MATERIAL:
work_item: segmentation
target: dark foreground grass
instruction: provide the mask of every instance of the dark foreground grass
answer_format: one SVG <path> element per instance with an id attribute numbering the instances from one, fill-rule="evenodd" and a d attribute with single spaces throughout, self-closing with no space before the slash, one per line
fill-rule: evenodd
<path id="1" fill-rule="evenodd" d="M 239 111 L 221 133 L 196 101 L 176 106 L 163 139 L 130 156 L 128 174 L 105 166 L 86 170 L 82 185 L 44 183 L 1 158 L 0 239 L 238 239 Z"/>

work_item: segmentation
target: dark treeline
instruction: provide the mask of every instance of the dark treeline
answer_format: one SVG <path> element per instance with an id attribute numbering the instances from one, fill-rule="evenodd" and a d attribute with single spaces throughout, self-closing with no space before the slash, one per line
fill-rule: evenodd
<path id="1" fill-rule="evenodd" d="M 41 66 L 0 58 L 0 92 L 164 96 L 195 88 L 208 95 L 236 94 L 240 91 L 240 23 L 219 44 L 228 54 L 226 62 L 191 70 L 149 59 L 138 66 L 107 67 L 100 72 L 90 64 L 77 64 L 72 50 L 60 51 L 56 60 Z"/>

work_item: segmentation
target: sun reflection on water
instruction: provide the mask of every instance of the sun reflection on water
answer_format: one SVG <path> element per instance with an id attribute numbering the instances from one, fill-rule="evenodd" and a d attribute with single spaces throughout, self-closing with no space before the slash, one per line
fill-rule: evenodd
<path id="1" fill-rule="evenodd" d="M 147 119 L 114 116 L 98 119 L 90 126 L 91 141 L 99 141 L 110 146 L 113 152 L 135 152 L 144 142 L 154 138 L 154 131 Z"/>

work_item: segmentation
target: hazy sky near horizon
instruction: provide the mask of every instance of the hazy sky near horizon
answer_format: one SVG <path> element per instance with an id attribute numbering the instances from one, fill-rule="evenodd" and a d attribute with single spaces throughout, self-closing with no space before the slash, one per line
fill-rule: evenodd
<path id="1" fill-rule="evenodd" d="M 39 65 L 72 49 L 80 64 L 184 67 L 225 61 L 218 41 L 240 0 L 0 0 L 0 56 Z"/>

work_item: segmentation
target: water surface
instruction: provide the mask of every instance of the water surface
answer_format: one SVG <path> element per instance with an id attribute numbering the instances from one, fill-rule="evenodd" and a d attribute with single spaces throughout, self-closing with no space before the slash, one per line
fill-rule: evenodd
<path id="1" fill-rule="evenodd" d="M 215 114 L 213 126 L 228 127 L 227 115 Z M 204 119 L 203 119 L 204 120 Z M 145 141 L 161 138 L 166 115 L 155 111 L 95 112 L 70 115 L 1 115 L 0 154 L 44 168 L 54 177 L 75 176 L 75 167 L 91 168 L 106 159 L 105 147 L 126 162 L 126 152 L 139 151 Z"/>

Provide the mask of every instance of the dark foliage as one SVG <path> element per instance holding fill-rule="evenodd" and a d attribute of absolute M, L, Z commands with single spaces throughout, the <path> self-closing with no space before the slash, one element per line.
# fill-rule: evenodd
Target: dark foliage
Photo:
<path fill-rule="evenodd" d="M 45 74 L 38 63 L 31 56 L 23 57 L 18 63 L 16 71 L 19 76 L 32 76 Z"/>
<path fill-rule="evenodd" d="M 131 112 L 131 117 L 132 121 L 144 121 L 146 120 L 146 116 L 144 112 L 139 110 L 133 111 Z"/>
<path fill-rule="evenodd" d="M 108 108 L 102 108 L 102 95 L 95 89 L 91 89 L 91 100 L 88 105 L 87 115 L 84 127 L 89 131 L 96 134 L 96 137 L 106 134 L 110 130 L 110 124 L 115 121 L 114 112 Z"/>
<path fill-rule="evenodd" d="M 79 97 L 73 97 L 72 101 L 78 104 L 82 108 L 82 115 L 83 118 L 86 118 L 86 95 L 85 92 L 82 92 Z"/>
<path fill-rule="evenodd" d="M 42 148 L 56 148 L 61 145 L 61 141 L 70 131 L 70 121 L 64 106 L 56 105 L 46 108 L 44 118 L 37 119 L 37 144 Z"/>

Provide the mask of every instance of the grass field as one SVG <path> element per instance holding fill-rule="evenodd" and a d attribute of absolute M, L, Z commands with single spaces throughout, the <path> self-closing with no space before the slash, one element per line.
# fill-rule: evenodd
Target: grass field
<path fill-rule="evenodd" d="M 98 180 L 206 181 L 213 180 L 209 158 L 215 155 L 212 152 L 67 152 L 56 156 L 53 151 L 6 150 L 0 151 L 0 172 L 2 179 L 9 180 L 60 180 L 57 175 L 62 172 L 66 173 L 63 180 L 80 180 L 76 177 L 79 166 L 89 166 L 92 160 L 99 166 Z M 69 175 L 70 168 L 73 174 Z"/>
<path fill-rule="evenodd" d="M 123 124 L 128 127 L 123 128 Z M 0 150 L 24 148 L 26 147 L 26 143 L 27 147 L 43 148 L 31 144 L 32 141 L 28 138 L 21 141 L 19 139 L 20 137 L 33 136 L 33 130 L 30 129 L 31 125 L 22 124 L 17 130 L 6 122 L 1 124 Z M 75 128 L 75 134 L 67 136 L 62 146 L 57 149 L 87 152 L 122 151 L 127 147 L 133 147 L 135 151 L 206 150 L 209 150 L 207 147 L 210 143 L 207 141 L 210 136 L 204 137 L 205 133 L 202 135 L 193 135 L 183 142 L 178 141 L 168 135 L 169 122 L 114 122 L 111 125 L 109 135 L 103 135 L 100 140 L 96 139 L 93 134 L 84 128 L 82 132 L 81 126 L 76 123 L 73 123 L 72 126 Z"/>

YOUR INSTRUCTIONS:
Copy the items word for word, from the line containing "Provide the mask of every instance of the grass" through the end of the items, including both of those lines.

EXPECTED ANSWER:
Provide the mask of every instance of the grass field as one SVG <path> element per instance holding fill-rule="evenodd" and a d attribute of absolute M, L, Z commands with single spaces throughout, the <path> self-closing with no space before the slash, one element per line.
# fill-rule: evenodd
Target: grass field
<path fill-rule="evenodd" d="M 98 180 L 206 181 L 213 180 L 209 158 L 215 155 L 212 152 L 67 152 L 56 156 L 53 151 L 6 150 L 0 151 L 0 172 L 2 179 L 9 180 L 60 180 L 57 175 L 62 172 L 66 173 L 63 180 L 80 180 L 76 177 L 79 166 L 89 166 L 92 160 L 99 166 Z M 69 175 L 70 168 L 73 174 Z"/>
<path fill-rule="evenodd" d="M 123 124 L 128 127 L 123 128 Z M 0 150 L 24 148 L 26 147 L 26 143 L 27 147 L 43 148 L 31 144 L 32 141 L 28 138 L 21 141 L 19 139 L 20 137 L 33 136 L 33 130 L 30 129 L 31 125 L 22 124 L 17 130 L 6 122 L 1 124 Z M 75 128 L 75 134 L 67 136 L 62 146 L 57 149 L 87 152 L 122 151 L 127 147 L 133 147 L 135 151 L 206 150 L 209 150 L 207 147 L 210 143 L 207 141 L 210 136 L 204 137 L 205 133 L 202 135 L 193 135 L 183 142 L 178 141 L 168 135 L 169 122 L 114 122 L 111 125 L 109 135 L 103 135 L 100 140 L 96 139 L 93 134 L 84 128 L 82 132 L 81 126 L 76 123 L 73 123 L 72 126 Z"/>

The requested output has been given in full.